The Franc-Tireur resistants in the Vercors region of southern France declare the plateau to be the “Free Republic of the Vercors”. (216)

Normandy:

The Utah and Omaha beachheads are linked by a US armoured advance. Allied forces cut road and rail links between Carentan and Cherbourg.

Jay Stone writes: According to Rappaport and Northwood in Rendezvous with Destiny: A history of the 101st Airborne Division, Company A, 3rd Battalion [yes, Company A], 327 Glider Infantry was sent to investigate a report of a large body of troops in Auville-sur-le Vey, on the banks of the Vire river, three miles southeast of Brevands. The company met soldiers of the 29th Infantry Division in front of a store in Auville-sur-le-Vey. This was the first known contact between troops of V Corps and VII Corps, thus linking Omaha and Utah Beaches. The battalion commander, Lieutenant Colonel Allen and the division asst G-2 Major Danahy drove to V Corps headquarters where they briefed the corps commander, Major General Gerow on the situation of the 101st Airborne. Late in the afternoon the two officers returned to Auville, picked up Company A and returned to Brevands 1.5 miles to the west.
0145-0700. The 327th Glider Infantry Regiment, 101st Airborne Division crosses the Douvre River in Normandy in preparation for its attack on Carentan. Its direct support field artillery battalion, the 321st Glider Field Artillery Battalion crosses later in the day and fires its first rounds in support of the attack.

Over 326,000 Allied soldiers and 54,000 vehicles have now been landed on the beaches.

The huge concrete and steel “Mulberry” harbours are now being assembled on the Normandy beaches.

Every US soldier need 30 pounds of supplies every day to support him in the field; the British make do with 20 pounds.

The Gold and Omaha Beaches joined up two days ago after 900 tons of beach obstacles had been removed from Gold. Omaha and Utah are also linked, though it will be two or three days before the whole 50 miles from Sword to Utah are secure.

The Canadians are grappling with the 12 SS Hitler Jugend Panzer division on the approaches to Caen. This group of fanatical Hitler supporters is led by the 33-year-old SS Colonel Kurt “Panzer” Meyer, who is directing the operations of his tank force from the tower of Ardenne Abbey, outside Caen. He has sworn not to halt his men until they have driven the Allies into the sea. At one point during a night attack, the Canadian command post was surrounded; but then Meyer lost six Panzers and called off the action. The Canadians have been badly shaken, but they have defied Meyer’s boasts.

_ _ _ _

:: Work instructions ::
Reproduce the passage on Normandy word for word, from "0145-0700. The 327th" up to and including "Utah are secure.".

:: Dataset extract ::
_ _ _ _

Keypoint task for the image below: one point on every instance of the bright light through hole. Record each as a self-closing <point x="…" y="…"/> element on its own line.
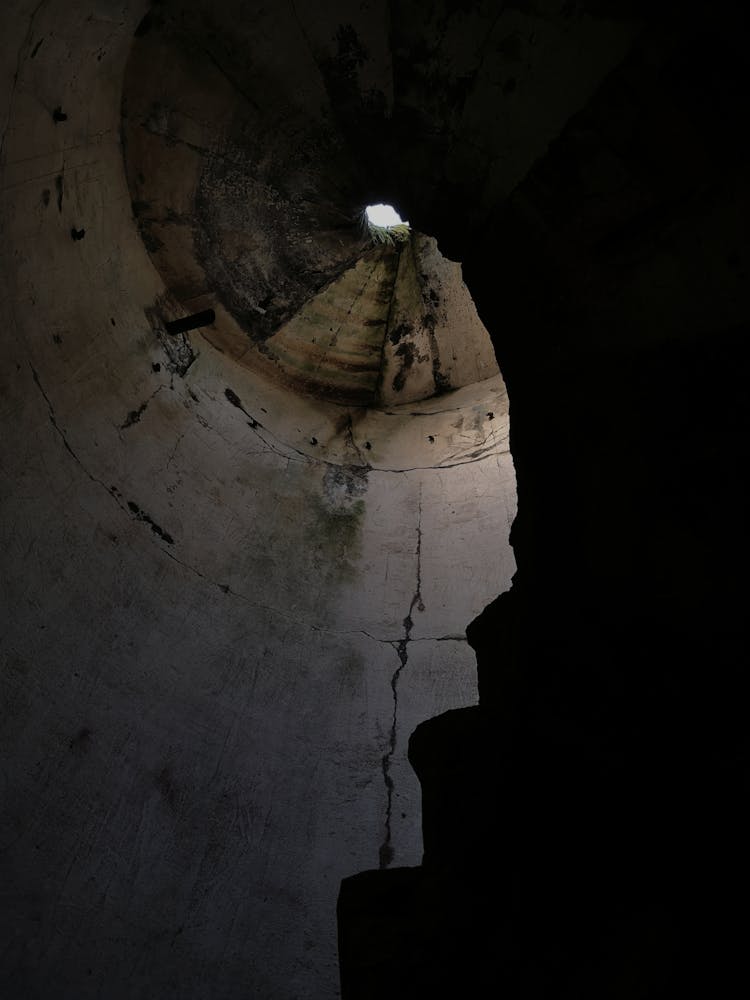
<point x="384" y="215"/>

_ _ _ _

:: Completed task ::
0145-0700. The 327th Glider Infantry Regiment, 101st Airborne Division crosses the Douvre River in Normandy in preparation for its attack on Carentan. Its direct support field artillery battalion, the 321st Glider Field Artillery Battalion crosses later in the day and fires its first rounds in support of the attack.

Over 326,000 Allied soldiers and 54,000 vehicles have now been landed on the beaches.

The huge concrete and steel “Mulberry” harbours are now being assembled on the Normandy beaches.

Every US soldier need 30 pounds of supplies every day to support him in the field; the British make do with 20 pounds.

The Gold and Omaha Beaches joined up two days ago after 900 tons of beach obstacles had been removed from Gold. Omaha and Utah are also linked, though it will be two or three days before the whole 50 miles from Sword to Utah are secure.